- _SET PROBLEM_: Restate the data word for word and leave the images out.
◆ ◆ ◆ ◆ ◆
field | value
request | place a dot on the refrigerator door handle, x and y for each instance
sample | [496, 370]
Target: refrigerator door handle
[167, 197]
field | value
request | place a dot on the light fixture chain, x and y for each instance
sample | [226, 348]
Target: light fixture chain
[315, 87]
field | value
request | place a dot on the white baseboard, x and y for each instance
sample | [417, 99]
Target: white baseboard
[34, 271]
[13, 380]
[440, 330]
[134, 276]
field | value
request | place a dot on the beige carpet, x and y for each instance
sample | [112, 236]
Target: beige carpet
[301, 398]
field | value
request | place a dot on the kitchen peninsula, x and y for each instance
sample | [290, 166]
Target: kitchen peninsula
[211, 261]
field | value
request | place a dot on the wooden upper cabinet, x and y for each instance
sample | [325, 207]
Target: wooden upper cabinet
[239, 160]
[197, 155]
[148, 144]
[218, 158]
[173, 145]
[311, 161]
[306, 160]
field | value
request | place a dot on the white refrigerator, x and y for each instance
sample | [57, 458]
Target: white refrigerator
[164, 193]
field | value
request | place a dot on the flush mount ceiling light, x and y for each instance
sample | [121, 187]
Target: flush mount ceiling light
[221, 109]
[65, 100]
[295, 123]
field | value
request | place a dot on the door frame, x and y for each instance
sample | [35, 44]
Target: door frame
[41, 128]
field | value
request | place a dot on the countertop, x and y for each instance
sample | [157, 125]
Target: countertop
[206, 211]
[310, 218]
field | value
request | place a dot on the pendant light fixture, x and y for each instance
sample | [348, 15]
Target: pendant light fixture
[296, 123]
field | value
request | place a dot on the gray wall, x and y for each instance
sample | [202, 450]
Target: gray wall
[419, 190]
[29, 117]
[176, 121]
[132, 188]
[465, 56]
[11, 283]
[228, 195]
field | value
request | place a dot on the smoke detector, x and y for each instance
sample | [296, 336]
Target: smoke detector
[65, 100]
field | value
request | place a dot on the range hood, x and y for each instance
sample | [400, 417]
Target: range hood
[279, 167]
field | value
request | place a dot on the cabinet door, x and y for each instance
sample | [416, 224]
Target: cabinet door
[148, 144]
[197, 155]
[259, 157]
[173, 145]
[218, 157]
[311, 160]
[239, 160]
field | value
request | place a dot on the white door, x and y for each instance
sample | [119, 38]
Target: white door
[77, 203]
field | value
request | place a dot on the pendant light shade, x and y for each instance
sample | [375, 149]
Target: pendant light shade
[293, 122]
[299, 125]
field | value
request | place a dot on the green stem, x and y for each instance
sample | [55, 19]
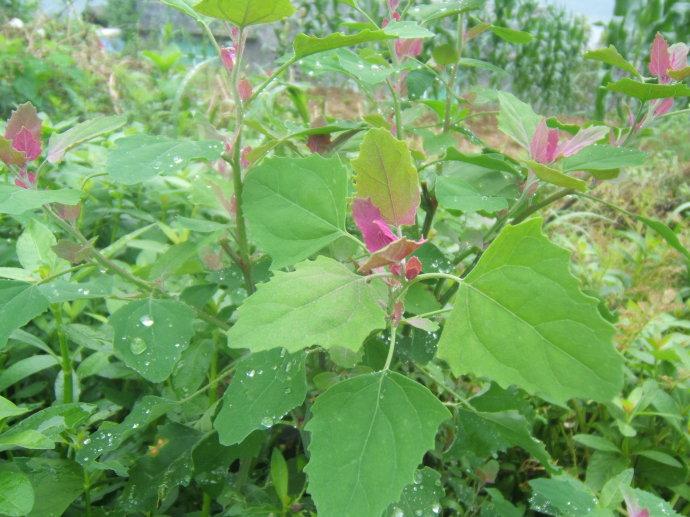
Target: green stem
[236, 163]
[391, 347]
[66, 360]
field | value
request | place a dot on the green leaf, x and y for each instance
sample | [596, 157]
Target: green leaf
[520, 318]
[35, 249]
[517, 119]
[562, 495]
[60, 144]
[438, 10]
[246, 12]
[57, 483]
[25, 368]
[167, 465]
[668, 235]
[8, 409]
[20, 302]
[9, 154]
[110, 436]
[472, 188]
[266, 385]
[286, 216]
[150, 336]
[16, 492]
[511, 35]
[647, 91]
[16, 201]
[603, 157]
[612, 57]
[484, 434]
[407, 30]
[595, 442]
[51, 422]
[321, 303]
[305, 45]
[493, 161]
[139, 158]
[421, 498]
[386, 174]
[483, 65]
[368, 435]
[556, 177]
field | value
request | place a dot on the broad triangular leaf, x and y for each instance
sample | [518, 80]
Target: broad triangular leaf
[16, 200]
[556, 177]
[517, 119]
[150, 336]
[368, 435]
[139, 158]
[19, 304]
[520, 318]
[60, 144]
[296, 206]
[246, 12]
[386, 175]
[266, 385]
[484, 434]
[320, 303]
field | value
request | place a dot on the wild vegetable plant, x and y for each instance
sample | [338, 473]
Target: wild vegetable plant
[356, 315]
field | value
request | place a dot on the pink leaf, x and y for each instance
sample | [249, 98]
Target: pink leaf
[660, 62]
[663, 106]
[25, 116]
[227, 56]
[25, 142]
[678, 56]
[370, 222]
[544, 143]
[413, 268]
[391, 254]
[245, 90]
[583, 138]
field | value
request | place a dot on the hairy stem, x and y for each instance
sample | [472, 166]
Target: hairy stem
[65, 357]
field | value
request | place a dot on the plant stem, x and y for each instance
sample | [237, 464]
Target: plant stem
[236, 164]
[66, 360]
[391, 347]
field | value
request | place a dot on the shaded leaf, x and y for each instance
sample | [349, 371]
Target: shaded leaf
[296, 206]
[320, 303]
[368, 435]
[386, 174]
[139, 158]
[520, 318]
[150, 336]
[266, 385]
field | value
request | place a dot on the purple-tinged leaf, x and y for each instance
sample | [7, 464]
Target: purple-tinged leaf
◆ ◆ ◆ ◆ ◆
- _SOLUTION FOR THIS TASK_:
field | value
request | place a dot on the refrigerator door handle, x and y for each instance
sample | [496, 370]
Target: refrigerator door handle
[167, 197]
field | value
request | place a dot on the light fixture chain, x and y for each instance
sample | [226, 348]
Target: light fixture chain
[315, 87]
field | value
request | place a dot on the white baseboard, x and y for each instance
sample | [417, 99]
Target: white baseboard
[34, 271]
[13, 380]
[440, 330]
[134, 276]
field | value
request | place a dot on the beige carpet, x and y for each instance
sample | [112, 236]
Target: beige carpet
[301, 398]
field | value
request | place a dot on the kitchen peninsula, x and y for each instance
sample | [290, 166]
Target: kitchen peninsula
[211, 261]
field | value
request | place a dot on the wooden upper cabinet, x and y for each instance
sample | [325, 207]
Target: wooden upper cabinet
[239, 160]
[197, 155]
[148, 144]
[218, 158]
[173, 145]
[311, 161]
[306, 160]
field | value
request | place a dot on the white refrigerator, x and y for each instance
sample | [57, 458]
Target: white refrigerator
[164, 193]
field | value
request | place a dot on the flush mount ceiling light, x and y for each instance
sample | [121, 187]
Target: flush mount ceiling light
[221, 109]
[65, 100]
[295, 123]
field | value
request | place a dot on the door frame, x and y for each instance
sample | [35, 44]
Target: door frame
[41, 128]
field | value
request | place a dot on the countertop, x and y for each instance
sample | [157, 125]
Target: countertop
[206, 211]
[310, 218]
field | value
request | place a dot on the pendant light fixture, x and y for each instance
sample | [348, 15]
Target: pendant light fixture
[296, 123]
field | value
request | place a dot on the gray wall, x and y for each instance
sample | [202, 450]
Target: gray wall
[419, 190]
[29, 117]
[176, 121]
[132, 188]
[465, 56]
[11, 283]
[228, 195]
field | value
request | place a dot on the smoke detector, x and y for each instance
sample | [296, 336]
Target: smoke detector
[65, 100]
field | value
request | place a dot on the range hood, x and y for each instance
sample | [400, 417]
Target: range hood
[279, 167]
field | value
request | place a dot on the cabinet door, x and y for each instance
sample | [416, 224]
Target: cabinet door
[148, 144]
[197, 155]
[259, 157]
[173, 145]
[218, 157]
[311, 160]
[239, 160]
field | value
request | place a dot on the white door, x and y for each instance
sample | [119, 38]
Target: white door
[77, 203]
field | value
request | place a dot on the pendant light shade, x and y for each instance
sample | [375, 149]
Target: pendant light shade
[293, 122]
[299, 125]
field | value
request | place a dot on the green stem, x and y for each instance
sample | [55, 19]
Target: green stem
[236, 163]
[391, 347]
[66, 360]
field | value
request | place a dot on the green leaf, x and y for each instance
sample | [596, 157]
Target: green leaf
[520, 318]
[35, 249]
[517, 119]
[562, 495]
[60, 144]
[438, 10]
[246, 12]
[57, 483]
[25, 368]
[167, 465]
[668, 235]
[8, 409]
[20, 302]
[9, 154]
[110, 436]
[472, 188]
[266, 385]
[286, 216]
[150, 336]
[16, 492]
[511, 35]
[647, 91]
[16, 201]
[603, 157]
[612, 57]
[484, 434]
[407, 30]
[595, 442]
[51, 422]
[321, 303]
[305, 45]
[493, 161]
[139, 158]
[421, 498]
[386, 174]
[483, 65]
[368, 435]
[556, 177]
field | value
request | place a dot on the broad triangular leaf, x and y for each instance
sample | [518, 80]
Target: broad triangular leaf
[16, 200]
[556, 177]
[517, 119]
[150, 336]
[368, 435]
[139, 158]
[19, 304]
[520, 318]
[60, 144]
[296, 206]
[246, 12]
[386, 175]
[266, 385]
[484, 434]
[320, 303]
field | value
request | place a dot on the wild vegetable plant, x and y for each instance
sample | [338, 473]
Target: wild vegetable plant
[356, 315]
field | value
request | place a dot on the pink leaf, x and y for each instance
sample | [249, 98]
Target: pink leaf
[660, 62]
[663, 106]
[25, 116]
[227, 56]
[25, 142]
[678, 56]
[370, 222]
[544, 143]
[413, 268]
[391, 254]
[245, 90]
[583, 138]
field | value
request | place a dot on the hairy stem, x and y for each instance
sample | [472, 166]
Target: hairy stem
[65, 357]
field | value
request | place a dot on the plant stem, x and y for each instance
sample | [237, 464]
Target: plant stem
[236, 164]
[66, 360]
[391, 347]
field | value
request | place a dot on the shaded leaf, x and y for each instance
sample | [349, 371]
Target: shaded leaf
[296, 206]
[320, 303]
[368, 435]
[386, 174]
[139, 158]
[520, 318]
[150, 336]
[266, 385]
field | value
request | place a dot on the purple-tinged leaf, x and y for each instance
sample | [7, 464]
Target: purple-tinged leaf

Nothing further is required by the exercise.